↓
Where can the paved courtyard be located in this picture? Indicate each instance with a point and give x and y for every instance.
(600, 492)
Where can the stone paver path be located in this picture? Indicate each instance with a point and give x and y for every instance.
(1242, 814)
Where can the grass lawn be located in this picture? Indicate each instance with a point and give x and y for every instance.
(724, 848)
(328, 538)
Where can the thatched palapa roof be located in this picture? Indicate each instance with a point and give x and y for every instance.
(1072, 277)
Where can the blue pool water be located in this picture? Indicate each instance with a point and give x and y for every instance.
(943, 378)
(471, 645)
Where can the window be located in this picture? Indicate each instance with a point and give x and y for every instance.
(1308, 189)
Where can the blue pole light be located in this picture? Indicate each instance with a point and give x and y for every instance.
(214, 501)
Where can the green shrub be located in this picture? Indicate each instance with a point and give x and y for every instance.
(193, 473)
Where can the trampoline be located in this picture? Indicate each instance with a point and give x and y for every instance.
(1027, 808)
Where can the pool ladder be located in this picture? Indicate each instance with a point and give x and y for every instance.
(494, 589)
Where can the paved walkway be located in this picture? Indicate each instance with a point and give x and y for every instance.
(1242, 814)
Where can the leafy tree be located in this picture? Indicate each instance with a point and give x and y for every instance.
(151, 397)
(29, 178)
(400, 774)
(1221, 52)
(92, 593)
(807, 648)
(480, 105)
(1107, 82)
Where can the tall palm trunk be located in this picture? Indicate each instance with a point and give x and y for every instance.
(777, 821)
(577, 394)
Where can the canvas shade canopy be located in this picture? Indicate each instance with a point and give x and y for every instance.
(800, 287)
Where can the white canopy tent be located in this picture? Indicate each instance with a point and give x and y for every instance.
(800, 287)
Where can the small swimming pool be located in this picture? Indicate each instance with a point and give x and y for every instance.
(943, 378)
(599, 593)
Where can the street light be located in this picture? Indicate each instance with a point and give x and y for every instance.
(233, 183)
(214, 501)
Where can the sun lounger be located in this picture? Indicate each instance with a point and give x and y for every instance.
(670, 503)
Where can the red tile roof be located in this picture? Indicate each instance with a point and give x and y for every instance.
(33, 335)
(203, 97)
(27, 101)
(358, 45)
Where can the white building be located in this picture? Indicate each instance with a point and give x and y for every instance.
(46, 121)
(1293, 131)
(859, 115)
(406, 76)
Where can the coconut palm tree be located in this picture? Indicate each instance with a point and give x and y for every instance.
↑
**ASSIGNED TASK**
Quote each line of the listing above exactly.

**OUTPUT**
Where can the paved courtyard be located in this picture? Indicate each instance with a point and give x and y for every instance.
(600, 492)
Where can the stone paver path be located in this picture? Indicate each instance with a point and give x and y for every instance.
(1242, 814)
Where can the grass lawn be located in this picture? Indicate each instance with a point and give x and y for every instance.
(724, 848)
(328, 538)
Where can the thatched palapa roof be located in this picture? Indicate each instance with a point and give x and y for every instance.
(1072, 277)
Where can the blue pool water be located in this picture? Indicate each instance with a point and give x and y for every instance.
(943, 378)
(471, 645)
Where can the window be located in this picture? Indicate each instance with a point and give x and y for every instance.
(1308, 189)
Where can the blue pole light be located in this picture? Indicate each instance with a point and give x and y for every instance.
(214, 501)
Where can the green shrub be located in this picture? Indicate each instance with a point and give x and y for every instance.
(193, 473)
Where can the trampoline be located in this picture? Indicate each instance with a point and give x and y for every instance.
(1027, 808)
Where can the pool ladder be located in this picture? Indicate each instance with a point and give x and y for every instance.
(494, 589)
Where can the paved walkway be located in this picture? Indicate each instance with a point and give x and y for every instance.
(1242, 814)
Where can the leafy tree be located in this picture? Indicate each instance with a point and give x and y for every instance.
(151, 397)
(29, 178)
(400, 774)
(1221, 52)
(92, 593)
(807, 648)
(480, 105)
(1107, 82)
Where can the tall palm trunk be located in this picture? Indicate each instance with a point and give x and y for every instance.
(777, 821)
(577, 394)
Where can the canvas shade canopy be located in this picture? Indicate each instance with a point and give x and y for every instance.
(800, 287)
Where can the white canopy tent be located in this picture? Indicate each instance with a point and give x and y for every instance.
(800, 287)
Where can the small swimming pool be located in this picture? Indicate each instance with a point and give x and y for every instance.
(943, 378)
(599, 593)
Where can the street light be located in this picture? Indicate each instance with a point and give x and y for every instance.
(233, 183)
(214, 501)
Where can the sun lounger be located in this picture? Indicate each instance with a point and give x and y for every instance.
(670, 503)
Where can the red tile roof be located in this picture? Indicate each instance with a point and give x and y for every instance.
(33, 335)
(203, 97)
(27, 101)
(358, 45)
Where can the white building be located in this picture? Indicate each instance with a point and give x and y for every instance.
(46, 121)
(1293, 131)
(859, 115)
(406, 76)
Where can the coconut palm tree be located in this picture? Indicate each instance with a point and give x and y for every instance.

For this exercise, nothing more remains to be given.